■ **Task instructions**
(1) Summarize the passage about Celebrating Local Heroes with The Concert Truck in two sentences.
(2) Write the next part of the passage about Celebrating Local Heroes with The Concert Truck, picking up after its final sentence.

■ **Page extract**
Celebrating Local Heroes with The Concert Truck is part of a larger initiative titled Bridging our Distances, which launched last fall as a way to connect the campus and community through music. As planning for this month’s concert series got underway, organizers chose to highlight nurses, doctors, EMTs, teachers, custodial/service employees, restaurant/hospitality workers, mental health professionals, grocery store staff, delivery chain employees, and artists. Following a nomination process, 10 workers were selected as representative heroes.

Student composers and ensembles were recruited to represent all areas of the School of Music – from brass and woodwind to string, percussion and voice. Each group was paired with one of the local heroes, whom they met through a Zoom call to learn their story.

The percussion ensemble in which Honors College sophomore Anna Thamasett performs was paired with Deniece Chi, a program coordinator for the S.C. affiliate of the National Alliance on Mental Illness.

“We've been hearing a lot about the rise in mental health issues during the pandemic,” says Thamasett, a pre-med student from Virginia majoring in percussion performance with a minor in chemistry. “Talking with someone who helps people make connections to psychiatric professionals about her experience in the pandemic and getting a firsthand look at the mental health struggle was very informative and inspiring.”

Thamasett also is excited to be part of a project that improves accessibility to music by bringing performances out of the concert hall and into the community.

“It has helped me think about music in different contexts and how I can use it to bring attention to a certain cause such as local heroes during the pandemic,” she says.

With the Koger Center and School of Music venues shut down because of COVID-19, graduate student Blair Mothersbaugh says Celebrating Community Heroes is a perfect way to bring music to the people instead of having them come to the music.

Mothersbaugh — a Wyoming native working on a master’s degree in flute performance with an emphasis in community engagement — has helped organize the logistics of coordinating 10 concert locations. This includes everything from traffic, parking and safety to sound and sight lines. He says planning all those details has been both a challenging and a learning experience.

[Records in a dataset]
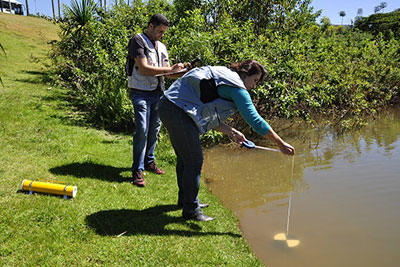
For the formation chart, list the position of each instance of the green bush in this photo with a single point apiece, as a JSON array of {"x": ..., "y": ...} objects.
[{"x": 313, "y": 70}]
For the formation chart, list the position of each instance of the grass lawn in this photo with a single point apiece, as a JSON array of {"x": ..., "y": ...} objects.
[{"x": 109, "y": 222}]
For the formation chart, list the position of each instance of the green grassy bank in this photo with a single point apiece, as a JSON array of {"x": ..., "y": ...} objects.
[{"x": 109, "y": 222}]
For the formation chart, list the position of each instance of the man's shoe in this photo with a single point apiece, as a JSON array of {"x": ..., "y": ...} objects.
[
  {"x": 201, "y": 205},
  {"x": 138, "y": 179},
  {"x": 152, "y": 167},
  {"x": 198, "y": 216}
]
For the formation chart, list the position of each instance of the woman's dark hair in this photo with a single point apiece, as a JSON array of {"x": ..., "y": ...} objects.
[
  {"x": 158, "y": 19},
  {"x": 248, "y": 68}
]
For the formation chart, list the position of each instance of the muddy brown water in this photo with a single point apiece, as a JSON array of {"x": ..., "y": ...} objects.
[{"x": 345, "y": 196}]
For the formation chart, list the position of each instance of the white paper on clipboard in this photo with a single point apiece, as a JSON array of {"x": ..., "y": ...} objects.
[{"x": 172, "y": 72}]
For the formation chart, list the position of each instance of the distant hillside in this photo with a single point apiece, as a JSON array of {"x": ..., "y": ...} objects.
[
  {"x": 382, "y": 22},
  {"x": 37, "y": 29}
]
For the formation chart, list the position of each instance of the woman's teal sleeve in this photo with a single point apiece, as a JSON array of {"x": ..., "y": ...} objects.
[{"x": 246, "y": 108}]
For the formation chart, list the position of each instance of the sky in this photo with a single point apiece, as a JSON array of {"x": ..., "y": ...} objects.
[{"x": 330, "y": 8}]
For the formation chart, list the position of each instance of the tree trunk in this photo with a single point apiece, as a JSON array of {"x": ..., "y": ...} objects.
[
  {"x": 59, "y": 10},
  {"x": 54, "y": 12},
  {"x": 27, "y": 7}
]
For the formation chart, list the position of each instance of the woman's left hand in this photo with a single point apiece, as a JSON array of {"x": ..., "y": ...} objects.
[{"x": 237, "y": 136}]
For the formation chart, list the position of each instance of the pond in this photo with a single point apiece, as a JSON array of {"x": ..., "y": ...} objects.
[{"x": 343, "y": 190}]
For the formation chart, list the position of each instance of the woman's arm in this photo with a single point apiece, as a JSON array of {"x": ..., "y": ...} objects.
[{"x": 236, "y": 135}]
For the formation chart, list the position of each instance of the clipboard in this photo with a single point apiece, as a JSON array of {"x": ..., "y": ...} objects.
[
  {"x": 173, "y": 72},
  {"x": 193, "y": 63}
]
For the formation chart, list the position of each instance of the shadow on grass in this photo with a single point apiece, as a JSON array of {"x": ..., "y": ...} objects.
[
  {"x": 91, "y": 170},
  {"x": 151, "y": 221}
]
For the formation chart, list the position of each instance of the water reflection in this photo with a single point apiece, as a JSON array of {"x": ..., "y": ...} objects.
[{"x": 346, "y": 191}]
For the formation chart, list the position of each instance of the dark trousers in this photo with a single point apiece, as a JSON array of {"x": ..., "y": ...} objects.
[{"x": 185, "y": 139}]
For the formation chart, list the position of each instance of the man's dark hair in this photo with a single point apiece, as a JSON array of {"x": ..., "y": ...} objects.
[
  {"x": 158, "y": 19},
  {"x": 248, "y": 68}
]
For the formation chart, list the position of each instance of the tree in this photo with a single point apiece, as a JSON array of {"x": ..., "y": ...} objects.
[
  {"x": 2, "y": 49},
  {"x": 383, "y": 5},
  {"x": 54, "y": 12},
  {"x": 359, "y": 15},
  {"x": 27, "y": 7},
  {"x": 342, "y": 14},
  {"x": 59, "y": 12}
]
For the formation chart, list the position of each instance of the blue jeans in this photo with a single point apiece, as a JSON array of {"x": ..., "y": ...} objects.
[
  {"x": 147, "y": 120},
  {"x": 185, "y": 139}
]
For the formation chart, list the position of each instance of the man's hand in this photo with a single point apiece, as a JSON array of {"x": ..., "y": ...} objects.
[{"x": 178, "y": 67}]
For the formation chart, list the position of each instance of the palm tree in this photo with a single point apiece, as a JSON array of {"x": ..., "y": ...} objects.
[
  {"x": 4, "y": 51},
  {"x": 342, "y": 14},
  {"x": 54, "y": 13},
  {"x": 82, "y": 12},
  {"x": 383, "y": 5},
  {"x": 27, "y": 7},
  {"x": 59, "y": 12}
]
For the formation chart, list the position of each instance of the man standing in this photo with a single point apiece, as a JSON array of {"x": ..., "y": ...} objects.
[{"x": 147, "y": 58}]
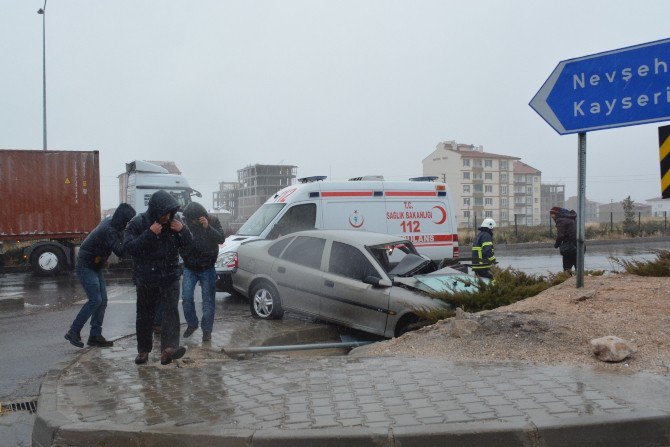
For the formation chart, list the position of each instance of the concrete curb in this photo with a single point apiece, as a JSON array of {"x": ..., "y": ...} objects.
[{"x": 651, "y": 429}]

■ **Expected results**
(1) Celebrating Local Heroes with The Concert Truck, part of the Bridging our Distances initiative to connect campus and community through music, paired School of Music student composers and ensembles with 10 nominated workers, whom they met over Zoom to learn their stories. Participants such as percussionist Anna Thamasett and graduate student Blair Mothersbaugh, who helped coordinate the 10 concert locations, describe the project as a way to take music out of the concert hall and into the community.

(2)
“My graduate assistant partner and I have worked very collaboratively on what concerts are going to look like, what is the content, what is the flow, what is the experience of the people who are attending,” he says. “That helps in all stages of event planning — not just the logistics but the vision of we're trying to achieve and the value that underscores all of it.”

The vision for Celebrating Local Heroes and the larger Bridging Our Distances initiative grew out of a desire to harness the potential for innovation presented by the pandemic — seeking ways to leverage the power of music to unite communities, build relationships and engage beyond a traditional concert venue. Both Cutler and Mothersbaugh say using creative thinking to get out of the School of Music bubble can reshape what the concert experience looks like, reach new audiences and illustrate that the arts are relevant and accessible.

Opportunities to share inspiring stories, to work on projects such as Celebrating Local Heroes and to learn marketing, community engagement and creative skills were important in his decision to seek his master’s degree at South Carolina, Mothersbaugh says.

“Beyond being a great musician, those are the skills that can help an arts career take off. It’s a great environment, and I have loved every second at Carolina because it's so creative and diverse and varied.”


If you’re going

Celebrating Community Heroes is a weeklong celebration of 10 local performances to honor 10 frontline heroes with original music composed and performed by students and alumni of the UofSC School of Music and video vignettes to share their personal stories.